* **DATA EXTRACTS**

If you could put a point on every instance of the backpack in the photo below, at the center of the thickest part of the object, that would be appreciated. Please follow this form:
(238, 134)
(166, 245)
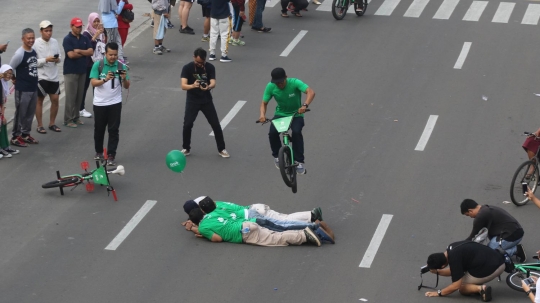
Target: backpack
(127, 15)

* **YOUR OBJECTIVE**
Write the data above out again exactly, minus its pictures.

* **RESPONSE TO THIS TASK**
If you could put a point on every instance of the backpack in the photo below, at the center of the thickest part of the object, that would be appreciated. Please follow this form:
(238, 134)
(166, 245)
Target: backpack
(127, 15)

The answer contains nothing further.